**Tasks to carry out**
- 1) Answer these questions using the memorial page about Scott Michael Overwater:
(a) In what month and year did Rod and Scott first meet?
(b) Who went with Scott on his ride in the Good Year Blimp?
(c) In which parade was Scott invited to ride on the wagon?
- 2) Retype the passage of the memorial page about Scott Michael Overwater from "They were an" to "his own path.".
- 3) List each distinct year that appears in the memorial page about Scott Michael Overwater, in order of first appearance.

─── Supplied text ───

MEADOWIND MINIATURES

Scott Michael Overwater

December 21, 1981 - January 16, 2001

They were an unlikely pair: Rod, a pre-retirement, agricultural lending consultant, who raised Miniature Horses in his spare time, and Scott, a 17 year old boy with a passion for WWF wrestling, a "Jerichoholic". They first met in March 1999, on D6, the isolation ward at Winnipeg's Health Science Center, where each of them was fighting the battle of his life. For Rod, it was round 2 of 3 Chemotherapy Sessions, which would prepare him for his eventual stem-cell transplant to overcome Acute Mylogenous Leukemia. This environment was smothering for a man who was accustomed to enjoying good health, being outdoors with his horses and directing his own path.

On the other hand, unlike most boys his age, Scott's small stature reflected a lifetime of medical intervention and hospital stays, including numerous surgeries, Chemotherapy treatments and even a bone marrow transplant, necessary to sustain his very life. What he lacked in physical size, Scott more than made up with his effervescence and his joy in living. Rod spent many hours visiting with Scott and there was so much to learn from this young man.

Even after they left the hospital, their paths continued to cross as they took further treatments or kept appointments at the clinic. Each meeting would see Scott light up with the recognition of a friend and burst into lively conversation, no matter how ill he was. In the summer of 1999, Scott was able to realize a dream, when, accompanied by his brother Kris, he soared over Winnipeg in the Good Year Blimp during the Pan Am Games. Over the next year Scott continued to attend Dakota Collegiate when he could, and enjoyed having family and friends he could talk to, knowing that they would always be there for him. However, his body was getting tired of the fight and signs of wear were evident.

In July of 2000, Rod too had the opportunity to realize a dream. After his recovery, he had completed his eight-horse hitch of Registered Black Miniature Horses and was able to appear in fairs and parades. Fifteen months earlier, in one of their many bedside conversations, he had said to Scott, "When you and I get out of here, we're going to take a ride." Now it was time to call Scott and invite him to ride on the wagon in the Carman Fair Parade.

─── Provided data ───

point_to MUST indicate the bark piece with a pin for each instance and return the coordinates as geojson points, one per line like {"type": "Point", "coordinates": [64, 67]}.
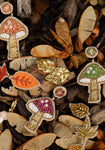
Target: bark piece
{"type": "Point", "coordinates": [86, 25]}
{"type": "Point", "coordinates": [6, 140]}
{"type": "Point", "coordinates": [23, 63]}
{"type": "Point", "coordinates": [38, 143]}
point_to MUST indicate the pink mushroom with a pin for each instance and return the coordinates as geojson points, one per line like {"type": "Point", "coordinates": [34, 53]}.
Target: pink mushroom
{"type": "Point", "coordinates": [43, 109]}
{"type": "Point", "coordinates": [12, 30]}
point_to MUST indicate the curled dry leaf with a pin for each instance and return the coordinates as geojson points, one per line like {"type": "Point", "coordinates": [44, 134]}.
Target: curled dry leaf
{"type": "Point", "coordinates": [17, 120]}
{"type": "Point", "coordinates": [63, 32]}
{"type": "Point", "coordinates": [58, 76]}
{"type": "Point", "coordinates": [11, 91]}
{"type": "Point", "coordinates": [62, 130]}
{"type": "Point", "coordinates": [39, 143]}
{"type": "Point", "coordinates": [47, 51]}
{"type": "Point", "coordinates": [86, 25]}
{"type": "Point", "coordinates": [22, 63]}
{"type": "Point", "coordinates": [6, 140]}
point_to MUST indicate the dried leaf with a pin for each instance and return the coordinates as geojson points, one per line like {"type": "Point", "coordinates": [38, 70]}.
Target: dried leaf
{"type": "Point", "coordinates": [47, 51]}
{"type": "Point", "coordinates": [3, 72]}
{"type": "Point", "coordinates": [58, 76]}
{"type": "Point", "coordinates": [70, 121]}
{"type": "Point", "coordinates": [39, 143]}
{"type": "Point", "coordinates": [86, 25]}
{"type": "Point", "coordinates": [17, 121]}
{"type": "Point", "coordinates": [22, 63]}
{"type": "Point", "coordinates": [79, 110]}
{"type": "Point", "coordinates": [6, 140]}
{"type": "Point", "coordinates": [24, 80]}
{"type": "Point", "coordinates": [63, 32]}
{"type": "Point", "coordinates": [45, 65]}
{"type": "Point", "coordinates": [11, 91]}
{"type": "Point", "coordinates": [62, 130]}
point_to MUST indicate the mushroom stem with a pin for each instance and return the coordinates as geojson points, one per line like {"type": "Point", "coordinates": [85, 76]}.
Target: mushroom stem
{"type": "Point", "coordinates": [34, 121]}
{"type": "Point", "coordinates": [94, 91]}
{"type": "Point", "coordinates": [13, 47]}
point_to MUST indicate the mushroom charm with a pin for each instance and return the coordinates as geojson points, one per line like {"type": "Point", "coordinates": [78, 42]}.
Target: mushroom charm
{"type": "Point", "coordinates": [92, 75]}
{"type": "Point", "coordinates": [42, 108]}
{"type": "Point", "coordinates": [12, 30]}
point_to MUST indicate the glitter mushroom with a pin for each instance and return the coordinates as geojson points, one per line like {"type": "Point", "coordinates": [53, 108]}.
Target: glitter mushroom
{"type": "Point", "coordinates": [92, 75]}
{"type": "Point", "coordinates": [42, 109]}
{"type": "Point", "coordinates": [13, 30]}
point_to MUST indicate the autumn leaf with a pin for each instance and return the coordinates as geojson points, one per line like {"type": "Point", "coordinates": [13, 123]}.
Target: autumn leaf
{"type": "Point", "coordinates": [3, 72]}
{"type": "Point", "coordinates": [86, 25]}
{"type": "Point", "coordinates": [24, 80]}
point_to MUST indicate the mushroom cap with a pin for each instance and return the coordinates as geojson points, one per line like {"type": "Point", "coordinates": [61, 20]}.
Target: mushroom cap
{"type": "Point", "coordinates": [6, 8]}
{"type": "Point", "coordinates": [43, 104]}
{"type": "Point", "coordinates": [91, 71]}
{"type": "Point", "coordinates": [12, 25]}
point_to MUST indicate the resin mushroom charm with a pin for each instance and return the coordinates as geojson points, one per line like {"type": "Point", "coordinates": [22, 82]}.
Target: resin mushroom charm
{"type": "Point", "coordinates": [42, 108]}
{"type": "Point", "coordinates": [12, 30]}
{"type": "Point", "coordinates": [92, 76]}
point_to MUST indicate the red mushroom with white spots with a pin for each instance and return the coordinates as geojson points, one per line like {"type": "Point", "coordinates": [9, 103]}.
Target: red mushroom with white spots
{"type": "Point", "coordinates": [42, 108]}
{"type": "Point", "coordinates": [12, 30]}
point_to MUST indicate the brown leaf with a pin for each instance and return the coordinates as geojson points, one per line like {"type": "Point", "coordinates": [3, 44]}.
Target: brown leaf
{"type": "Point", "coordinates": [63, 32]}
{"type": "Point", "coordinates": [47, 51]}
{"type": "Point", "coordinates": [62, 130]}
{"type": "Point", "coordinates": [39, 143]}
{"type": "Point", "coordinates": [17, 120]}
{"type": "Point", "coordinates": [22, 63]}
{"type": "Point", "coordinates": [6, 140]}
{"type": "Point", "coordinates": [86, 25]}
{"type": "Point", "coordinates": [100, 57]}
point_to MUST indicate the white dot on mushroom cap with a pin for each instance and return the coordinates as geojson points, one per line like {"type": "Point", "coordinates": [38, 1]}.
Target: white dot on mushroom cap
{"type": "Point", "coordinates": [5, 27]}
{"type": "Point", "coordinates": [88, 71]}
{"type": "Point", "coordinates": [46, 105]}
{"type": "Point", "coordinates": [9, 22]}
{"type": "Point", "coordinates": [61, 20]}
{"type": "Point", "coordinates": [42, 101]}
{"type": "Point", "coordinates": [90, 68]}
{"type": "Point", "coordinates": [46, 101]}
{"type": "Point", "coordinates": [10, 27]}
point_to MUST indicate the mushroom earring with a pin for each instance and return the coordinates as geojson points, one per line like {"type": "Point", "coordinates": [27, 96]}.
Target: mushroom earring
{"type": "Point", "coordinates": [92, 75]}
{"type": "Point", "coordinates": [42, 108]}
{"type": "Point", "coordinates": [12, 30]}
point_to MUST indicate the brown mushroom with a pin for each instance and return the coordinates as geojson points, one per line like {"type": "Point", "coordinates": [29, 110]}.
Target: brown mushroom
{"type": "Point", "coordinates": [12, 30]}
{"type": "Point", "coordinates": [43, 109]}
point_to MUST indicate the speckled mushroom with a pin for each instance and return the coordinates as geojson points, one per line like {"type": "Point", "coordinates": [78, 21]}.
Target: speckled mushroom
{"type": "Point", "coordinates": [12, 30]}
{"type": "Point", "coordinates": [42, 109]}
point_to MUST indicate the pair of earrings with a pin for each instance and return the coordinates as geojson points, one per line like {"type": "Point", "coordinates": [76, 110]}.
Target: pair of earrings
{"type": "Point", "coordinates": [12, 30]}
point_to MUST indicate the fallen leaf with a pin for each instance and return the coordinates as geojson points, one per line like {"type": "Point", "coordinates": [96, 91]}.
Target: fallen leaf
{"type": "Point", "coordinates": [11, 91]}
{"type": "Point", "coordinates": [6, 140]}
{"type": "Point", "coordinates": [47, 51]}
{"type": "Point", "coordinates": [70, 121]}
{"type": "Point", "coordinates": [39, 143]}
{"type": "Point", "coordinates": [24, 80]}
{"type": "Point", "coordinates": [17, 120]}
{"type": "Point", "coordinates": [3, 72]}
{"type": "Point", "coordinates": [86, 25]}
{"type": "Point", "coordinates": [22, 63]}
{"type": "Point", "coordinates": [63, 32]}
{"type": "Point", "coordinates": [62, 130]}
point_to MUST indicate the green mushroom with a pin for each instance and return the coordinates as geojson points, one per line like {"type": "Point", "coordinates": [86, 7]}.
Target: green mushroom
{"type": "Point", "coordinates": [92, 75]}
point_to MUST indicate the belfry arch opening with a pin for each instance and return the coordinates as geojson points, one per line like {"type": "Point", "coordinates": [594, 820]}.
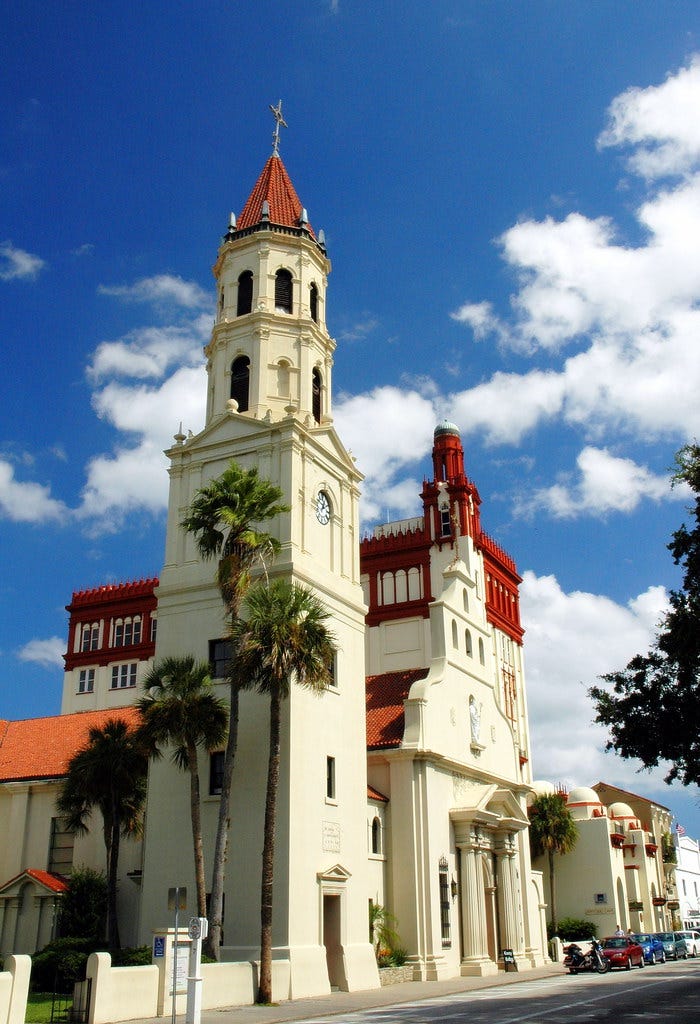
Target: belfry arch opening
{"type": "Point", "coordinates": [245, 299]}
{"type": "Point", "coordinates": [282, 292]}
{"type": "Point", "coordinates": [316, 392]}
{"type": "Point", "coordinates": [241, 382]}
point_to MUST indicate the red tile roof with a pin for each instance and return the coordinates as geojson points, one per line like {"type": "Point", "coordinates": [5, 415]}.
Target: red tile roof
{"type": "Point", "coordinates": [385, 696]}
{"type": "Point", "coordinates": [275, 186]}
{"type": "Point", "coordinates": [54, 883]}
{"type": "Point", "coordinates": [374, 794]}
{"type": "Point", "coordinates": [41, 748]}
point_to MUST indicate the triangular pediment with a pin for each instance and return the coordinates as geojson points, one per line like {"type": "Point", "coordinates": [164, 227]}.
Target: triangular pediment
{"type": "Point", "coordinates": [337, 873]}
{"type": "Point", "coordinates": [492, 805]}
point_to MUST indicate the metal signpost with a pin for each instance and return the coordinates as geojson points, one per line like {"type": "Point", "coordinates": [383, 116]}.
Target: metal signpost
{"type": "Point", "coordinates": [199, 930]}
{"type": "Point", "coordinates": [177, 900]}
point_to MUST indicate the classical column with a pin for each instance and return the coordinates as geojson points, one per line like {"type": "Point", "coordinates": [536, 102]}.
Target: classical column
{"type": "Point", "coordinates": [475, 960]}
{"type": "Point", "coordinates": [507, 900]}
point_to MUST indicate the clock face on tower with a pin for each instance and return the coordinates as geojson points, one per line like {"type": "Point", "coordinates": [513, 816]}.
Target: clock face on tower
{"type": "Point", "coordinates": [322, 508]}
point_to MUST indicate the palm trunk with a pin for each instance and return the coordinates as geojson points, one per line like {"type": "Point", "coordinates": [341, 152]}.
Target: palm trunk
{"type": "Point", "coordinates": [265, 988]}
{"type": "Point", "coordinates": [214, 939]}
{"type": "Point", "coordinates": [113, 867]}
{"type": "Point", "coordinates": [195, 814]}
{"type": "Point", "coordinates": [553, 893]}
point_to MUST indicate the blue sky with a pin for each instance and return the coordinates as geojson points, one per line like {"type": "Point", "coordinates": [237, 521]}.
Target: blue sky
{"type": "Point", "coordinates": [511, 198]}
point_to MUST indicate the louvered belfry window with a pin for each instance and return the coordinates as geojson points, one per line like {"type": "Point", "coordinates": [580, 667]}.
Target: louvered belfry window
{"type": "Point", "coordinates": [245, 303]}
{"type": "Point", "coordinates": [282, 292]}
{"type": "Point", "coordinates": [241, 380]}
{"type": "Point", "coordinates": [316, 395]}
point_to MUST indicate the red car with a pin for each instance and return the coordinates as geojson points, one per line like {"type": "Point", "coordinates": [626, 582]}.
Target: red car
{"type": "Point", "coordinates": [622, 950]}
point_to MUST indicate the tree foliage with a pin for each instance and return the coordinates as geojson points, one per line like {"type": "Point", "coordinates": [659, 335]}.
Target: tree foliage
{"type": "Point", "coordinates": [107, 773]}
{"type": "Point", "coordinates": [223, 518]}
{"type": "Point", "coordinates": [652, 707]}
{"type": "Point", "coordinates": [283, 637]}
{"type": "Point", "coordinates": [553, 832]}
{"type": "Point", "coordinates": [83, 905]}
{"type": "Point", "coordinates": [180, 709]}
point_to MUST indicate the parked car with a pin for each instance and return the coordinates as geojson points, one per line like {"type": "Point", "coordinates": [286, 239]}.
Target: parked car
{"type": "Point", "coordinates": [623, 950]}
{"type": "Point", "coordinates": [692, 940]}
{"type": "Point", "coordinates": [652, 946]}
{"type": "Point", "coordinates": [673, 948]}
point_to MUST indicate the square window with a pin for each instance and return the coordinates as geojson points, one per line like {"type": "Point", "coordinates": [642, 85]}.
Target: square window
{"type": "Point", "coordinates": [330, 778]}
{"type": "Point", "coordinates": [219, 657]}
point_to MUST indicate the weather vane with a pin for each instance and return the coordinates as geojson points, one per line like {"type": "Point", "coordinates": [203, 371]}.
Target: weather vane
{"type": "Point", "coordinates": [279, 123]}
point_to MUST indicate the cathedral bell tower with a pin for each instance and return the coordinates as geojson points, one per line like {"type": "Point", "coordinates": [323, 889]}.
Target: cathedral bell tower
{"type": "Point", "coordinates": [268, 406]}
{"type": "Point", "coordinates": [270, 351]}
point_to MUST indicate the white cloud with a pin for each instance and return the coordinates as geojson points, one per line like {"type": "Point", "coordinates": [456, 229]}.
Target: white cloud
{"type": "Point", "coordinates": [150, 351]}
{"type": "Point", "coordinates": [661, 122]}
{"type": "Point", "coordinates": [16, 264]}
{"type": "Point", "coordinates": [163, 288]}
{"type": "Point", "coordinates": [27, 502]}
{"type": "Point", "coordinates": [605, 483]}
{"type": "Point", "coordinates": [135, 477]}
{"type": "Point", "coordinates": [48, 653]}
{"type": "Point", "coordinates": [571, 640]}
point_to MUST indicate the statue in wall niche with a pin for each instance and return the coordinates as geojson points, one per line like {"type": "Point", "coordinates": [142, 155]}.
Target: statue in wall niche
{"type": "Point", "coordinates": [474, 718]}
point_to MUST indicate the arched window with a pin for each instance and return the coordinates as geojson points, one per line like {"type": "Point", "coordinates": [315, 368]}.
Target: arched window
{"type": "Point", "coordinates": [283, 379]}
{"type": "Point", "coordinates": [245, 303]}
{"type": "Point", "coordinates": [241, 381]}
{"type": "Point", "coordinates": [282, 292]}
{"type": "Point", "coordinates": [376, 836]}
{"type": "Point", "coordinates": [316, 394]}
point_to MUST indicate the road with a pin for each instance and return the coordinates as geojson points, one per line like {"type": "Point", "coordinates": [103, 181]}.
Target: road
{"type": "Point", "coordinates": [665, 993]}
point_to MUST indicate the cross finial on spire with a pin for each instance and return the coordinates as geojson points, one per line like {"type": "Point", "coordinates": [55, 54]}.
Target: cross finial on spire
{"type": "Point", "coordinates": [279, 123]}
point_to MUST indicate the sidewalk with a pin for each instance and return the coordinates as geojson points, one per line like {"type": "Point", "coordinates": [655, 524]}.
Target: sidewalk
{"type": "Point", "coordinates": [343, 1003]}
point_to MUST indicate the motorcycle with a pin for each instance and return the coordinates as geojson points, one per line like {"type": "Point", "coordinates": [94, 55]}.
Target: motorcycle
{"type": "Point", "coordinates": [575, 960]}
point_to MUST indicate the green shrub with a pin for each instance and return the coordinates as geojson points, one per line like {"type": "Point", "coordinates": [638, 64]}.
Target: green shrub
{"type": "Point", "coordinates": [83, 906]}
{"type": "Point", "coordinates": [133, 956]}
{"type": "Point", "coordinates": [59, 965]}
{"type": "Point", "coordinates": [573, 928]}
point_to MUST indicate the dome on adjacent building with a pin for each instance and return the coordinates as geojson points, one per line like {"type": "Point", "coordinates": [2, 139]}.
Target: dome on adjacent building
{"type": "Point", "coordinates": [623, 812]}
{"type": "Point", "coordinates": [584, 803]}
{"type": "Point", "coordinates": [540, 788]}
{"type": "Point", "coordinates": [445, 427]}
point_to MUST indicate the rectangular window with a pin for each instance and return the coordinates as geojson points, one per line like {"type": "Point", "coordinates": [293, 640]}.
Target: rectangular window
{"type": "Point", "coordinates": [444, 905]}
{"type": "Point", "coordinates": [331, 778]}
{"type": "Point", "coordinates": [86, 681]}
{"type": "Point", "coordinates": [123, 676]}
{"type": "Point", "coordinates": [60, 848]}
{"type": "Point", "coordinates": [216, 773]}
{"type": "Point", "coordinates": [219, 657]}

───

**Solutions for each task**
- 1)
(a) March 1999
(b) His brother Kris
(c) The Carman Fair Parade

- 2)
They were an unlikely pair: Rod, a pre-retirement, agricultural lending consultant, who raised Miniature Horses in his spare time, and Scott, a 17 year old boy with a passion for WWF wrestling, a "Jerichoholic". They first met in March 1999, on D6, the isolation ward at Winnipeg's Health Science Center, where each of them was fighting the battle of his life. For Rod, it was round 2 of 3 Chemotherapy Sessions, which would prepare him for his eventual stem-cell transplant to overcome Acute Mylogenous Leukemia. This environment was smothering for a man who was accustomed to enjoying good health, being outdoors with his horses and directing his own path.

- 3) 1981, 2001, 1999, 2000